#### ТЕКСТ

Когда ее самолет садится в Дублине, где будут проходить съемки, Сара Майлз напевает песенку «Когда-то у меня был тайный возлюбленный, который жил в моем сердце» и думает, разгорится ли ее влюбленность в Оливье, хотя он, по ее расчетам, «по возрасту мог бы быть моим дедом…»
Теренсу Стэмпу двадцать два, ему светит слава. Он только что закончил сниматься в «Билли Бадде», своем первом фильме, где сыграл главную роль, и уже потратил 900 фунтов гонорара. Агент Стэмпа звонит ему и говорит, что ему предлагают прийти на кинопробы на роль в новом фильме «Семестр испытаний». Он читает сценарий со все возрастающим разочарованием: его роль так мала, что сразу ее и не найдешь.
– Черт, – говорит он агенту. – Роль размером с табличку «В зале не курить».
– Да, но ее заметят.
– Да, может быть, но я не возьмусь. Это просто неотесанный школьник, совершенно одномерный материал.
– Просто сходи и посмотри, ладно?
Без особой охоты он соглашается. На пробах режиссер просит его разговаривать с северным акцентом. Стэмп недавно видел интервью с Альбертом Финни и подражает ему с заметным манчестерским выговором: «Я умею читать, но не особо люблю». Он не хочет получить роль и играет ради смеха, «сжимает зубы и закатывает глаза, как совершенно слетевший с катушек родной брат Альберта». Ему тут же дают роль.
– Лучше поговорите с моим агентом, – говорит он.
Стэмпу предлагают 2000 фунтов за десять дней работы, но он отказывается. Петр Устинов советовал ему соглашаться только на хорошие роли, а «Семестр испытаний», по его мнению, не попадает в эту категорию. Гонорар поднимают до 4 тысяч. Стэмп неохотно соглашается.

#### ИСХОДНЫЕ ДАННЫЕ
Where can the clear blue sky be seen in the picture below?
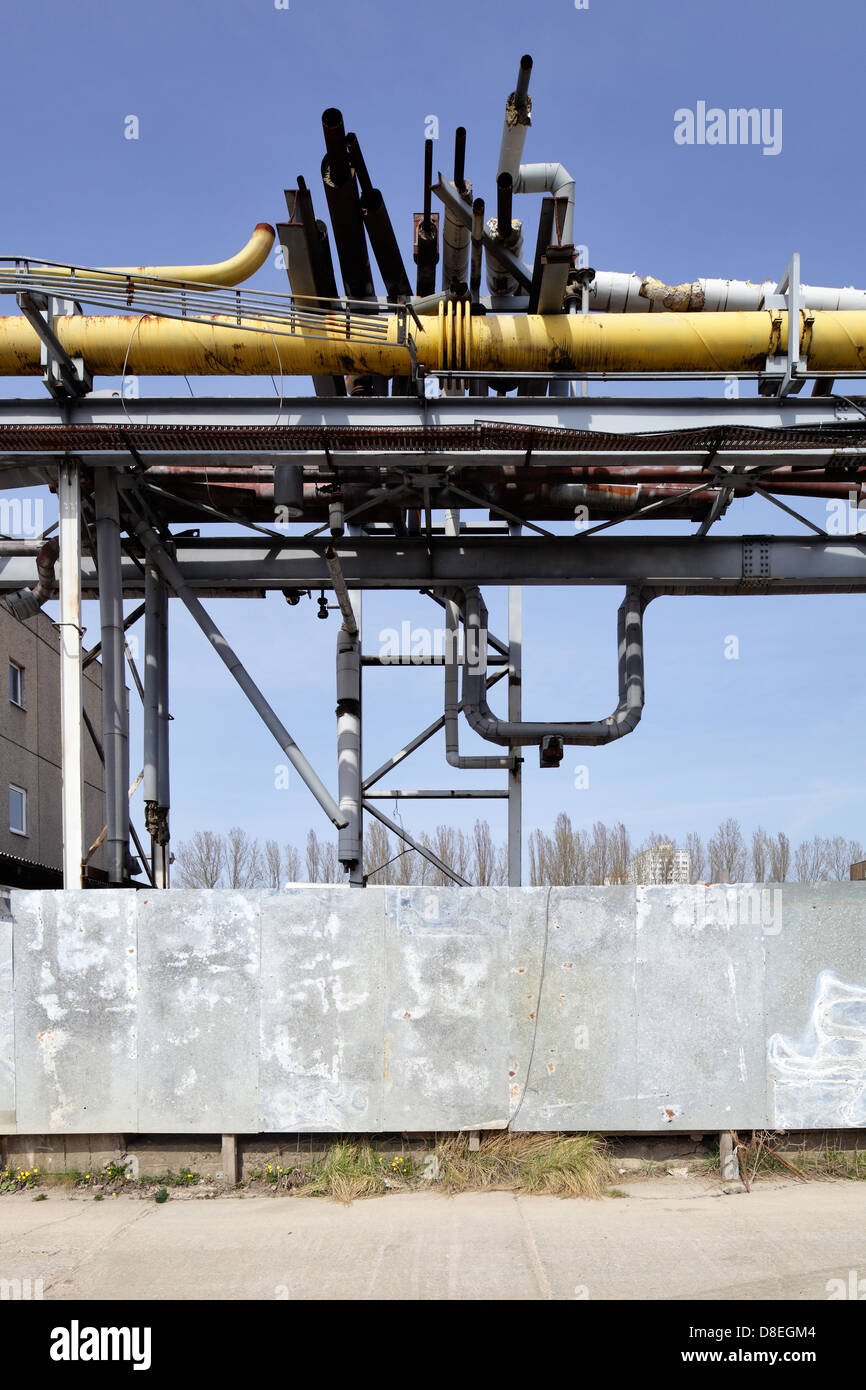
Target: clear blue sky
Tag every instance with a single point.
(230, 96)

#### ЗАДАНИЯ
(a) Какой фильм, согласно тексту о съемках фильма «Семестр испытаний», стал первым для Теренса Стэмпа, где он сыграл главную роль?
(b) Продолжите текст о съемках фильма «Семестр испытаний», начиная сразу после его последнего предложения.

#### ОТВЕТЫ
(a) «Билли Бадд».

(b)
На съемки эпизода, в котором Теренс Стэмп заставляет своих подручных держать Сару Майлз, пока он пытается ее изнасиловать, потрачен целый день, у него ничего не выходит. Ему не нравится сцена, как и Саре, которая мечтает о том, чтобы ею пытался овладеть не Стэмп, а Лоуренс Оливье.
И Стэмп, и Сара Майлз жалеют, что согласились сниматься. Сара уже успела разувериться в режиссере фильма Питере Гленвилле. Она считает его слишком воспитанным и «мягким», чтобы показать весь ужас происходящего: по ее мнению, вместо жестокого группового насилия в конце концов выйдет вежливая симуляция в стиле духа второй половины пятидесятых. «Было холодно и неудобно час за часом лежать на жесткой земле школьного двора, зная, что все это совсем не похоже на правду… Хотя это был мой первый фильм, я поняла, лежа там с задранной юбкой, что «Семестр испытаний» не станет той удачей, которой, по-моему, имел шансы стать».
Сара усиливает накал, стараясь передать весь кошмар изнасилования, но Гленвилл говорит:
– Стоп! Сара, это слишком, наши зрители убегут из зала, перепуганные до смерти.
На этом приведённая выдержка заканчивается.